## start

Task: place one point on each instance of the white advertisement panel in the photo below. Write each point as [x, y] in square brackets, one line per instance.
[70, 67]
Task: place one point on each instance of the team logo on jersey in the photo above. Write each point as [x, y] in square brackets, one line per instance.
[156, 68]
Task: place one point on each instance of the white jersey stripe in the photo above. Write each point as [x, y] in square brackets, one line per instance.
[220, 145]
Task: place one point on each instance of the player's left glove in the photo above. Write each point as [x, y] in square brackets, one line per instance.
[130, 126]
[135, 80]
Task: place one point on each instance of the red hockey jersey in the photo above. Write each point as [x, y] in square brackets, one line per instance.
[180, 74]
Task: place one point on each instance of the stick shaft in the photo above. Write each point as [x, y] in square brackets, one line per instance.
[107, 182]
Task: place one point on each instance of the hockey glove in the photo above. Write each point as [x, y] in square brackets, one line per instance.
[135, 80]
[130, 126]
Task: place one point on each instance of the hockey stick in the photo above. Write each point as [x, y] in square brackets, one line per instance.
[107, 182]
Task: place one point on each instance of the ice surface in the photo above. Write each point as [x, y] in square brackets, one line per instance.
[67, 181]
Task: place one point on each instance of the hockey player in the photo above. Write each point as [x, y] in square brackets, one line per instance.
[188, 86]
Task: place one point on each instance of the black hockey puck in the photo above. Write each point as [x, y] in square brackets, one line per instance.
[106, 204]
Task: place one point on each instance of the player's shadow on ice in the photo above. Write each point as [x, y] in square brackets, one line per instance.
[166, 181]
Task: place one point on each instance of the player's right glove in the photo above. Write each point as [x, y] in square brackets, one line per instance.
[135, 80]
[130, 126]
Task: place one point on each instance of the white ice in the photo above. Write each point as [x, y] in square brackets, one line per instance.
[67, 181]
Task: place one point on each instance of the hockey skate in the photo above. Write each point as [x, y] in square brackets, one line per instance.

## end

__Challenge__:
Quote every line from the line containing "Task: place one point on each instance of the team" through the closing line of the listing, including both.

__Expected output__:
Task: place one point on each instance of the team logo on jersey in the photo above. Write each point as [x, y] in square brackets, one line per instance.
[156, 68]
Task: place one point on each instance of the white jersey stripe in the photo above. Write each point as [x, y] in square brackets, one line per instance.
[220, 145]
Task: place one point on each instance of the player's left glove in the photo above. Write each point as [x, y] in square brackets, one line per instance.
[130, 126]
[135, 80]
Task: place one point on each instance of the red hockey jersey in the photo above. Write each point as [x, y] in square brackets, one line per instance.
[180, 74]
Task: place one point on each instance of the stick shaft in the photo above. Write each point as [x, y] in square brackets, one line per instance.
[107, 182]
Task: place one point on each instance of the hockey glove in the photo above. Write each point as [x, y] in square brackets, one line per instance.
[135, 80]
[130, 126]
Task: place one point on each instance of the hockey stick in the photo above. Write each point as [x, y] in square brackets, one line per instance.
[107, 182]
Task: place one point on each instance of the ice surface in the photo above. Write each point as [x, y] in square brackets, one line per instance.
[67, 181]
Task: place one point on each instance of the hockey player in the photo above. Write each point as [x, y] in square brackets, one line per instance.
[188, 86]
Task: place one point on each instance of the black hockey puck in the photo above. Write each point as [x, y] in square brackets, one line per instance.
[106, 204]
Task: place one point on each instance of the player's shadow on ice in the photo above. Write each point as [x, y] in square brackets, one line per instance.
[166, 181]
Task: place one point on each instance of the player's right glove in the photo above. Write each point as [x, y] in square brackets, one line per instance.
[135, 80]
[130, 126]
Task: place one point on each instance of the white ice in the photo above. Write each point as [x, y] in square brackets, one line per instance.
[67, 181]
Task: place one point on each instance of the hockey skate in the photo above. Write each point as [x, y] in square brackets, one line per instance.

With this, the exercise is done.